### Teks Halaman:

Oleh: Muhammad Jurais
Kemudahan dalam beragama tentu merupakan sebuah rahmat yang diberikan dari Allah Swt. kepada umatnya tanpa terkecuali. Agama hadir sebagai jalan petunjuk yang memudahkan manusia dalam menjalani kehidupan, bukan sebagai beban yang memberatkan.
Dalam Islam misalnya, diperbolehkannya tayammum ketika tidak ada air atau bolehnya menjamak salat saat dalam perjalanan. Semua itu menunjukkan bahwa beragama sejatinya adalah proses yang menenangkan, sesuai dengan fitrah manusia, serta memberikan ruang bagi setiap orang untuk beribadah dengan lapang dan penuh keikhlasan.
Tetapi nyatanya, banyak manusia terkhususnya umat Islam, salah mengartikan kemudahan dalam beragama itu sendiri. Alih-alih melihatnya sebagai bentuk keringanan dalam kondisi tertentu, justru dijadikan sebagai alasan untuk menghindari kewajiban dan malah terlihat memudah-mudahkan agama.
Sebelum melangkah lebih jauh, penulis ingin memaparkan lebih rinci tentang memudah-mudahkan agama atau yang kerap disebut sebagai tasahul, juga tentang kemudahan di dalam agama yang disebut sebagai taysir yang nantinya akan memudahkan pembaca untuk memahami perbedaan mendasar dari dua istilah di atas.

### Data Tercatat:
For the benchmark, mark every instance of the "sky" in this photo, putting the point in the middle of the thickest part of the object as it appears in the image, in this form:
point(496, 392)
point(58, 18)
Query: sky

### Yang Perlu Dikerjakan:
a: Dalam artikel tentang kemudahan beragama, apa nama istilah untuk kemudahan di dalam agama?
b: Periksa apakah setiap pernyataan berikut sesuai dengan artikel tentang kemudahan beragama. Jawab ya atau tidak, lalu kutip kata-kata artikel yang menentukannya. (i) Tayammum diperbolehkan saat tidak ada air. (ii) Agama hadir sebagai beban yang memberatkan manusia. (iii) Memudah-mudahkan agama kerap disebut tasahul.
c: Tulis lanjutan artikel tentang kemudahan beragama, dimulai sesudah kalimat terakhirnya.

### Jawaban per Tugas:
a: Taysir.

b:
(i) Ya: "diperbolehkannya tayammum ketika tidak ada air"
(ii) Tidak: "bukan sebagai beban yang memberatkan"
(iii) Ya: "memudah-mudahkan agama atau yang kerap disebut sebagai tasahul"

c:
Sebagaimana yang dikutip pada laman Egypt’s Dar Al-Ifta, taysir dalam Islam adalah menjalankan syariat sesuai kemampuan mukallaf untuk mengerjakan perintah dan menjauhi larangan-Nya, tanpa mencederai asas-asas Islam itu sendiri.
Allah swt. Berfirman: “Allah menghendaki kemudahan bagimu, dan tidak menghendaki kesukaran bagimu”. (QS. Al-Baqarah : 185)
Imam Al Khozin di dalam tafsirnya mengartikan, bahwasanya ayat di atas bermakna, sungguh Allah swt. betul-betul meniadakan perkara yang sulit di dalam agama menurut ayat ini. Segala perintah dan larangan dalam islam selalu sejalan dengan fitrah manusia dan mempertimbangkan kemampuan mereka. Semua ini menunjukkan kasih sayang Allah swt. yang menginginkan kemudahan, bukan kesulitan. Agar manusia dapat menjalankan agamanya dengan penuh ketenangan dan keikhlasan.
Sedangkan tasahul merupakan sikap seorang mukallaf yang terkesan meremehkan dan bermudah-mudahan dalam menjalankan ajaran agama, hingga meninggalkan kehati-hatian yang dianjurkan dalam beribadah.
Pengertian diatas senada dengan apa yang disampaikan oleh ulama Ibnu Rajab Al-Hanbali, beliau mengatakan, bahwa Tasahul dalam agama adalah ketika seseorang meremehkan perintah Allah, yang sampai pada tahap meninggalkan kewajiban, atau melakukan hal-hal yang dilarang dengan dalih mencari kemudahan.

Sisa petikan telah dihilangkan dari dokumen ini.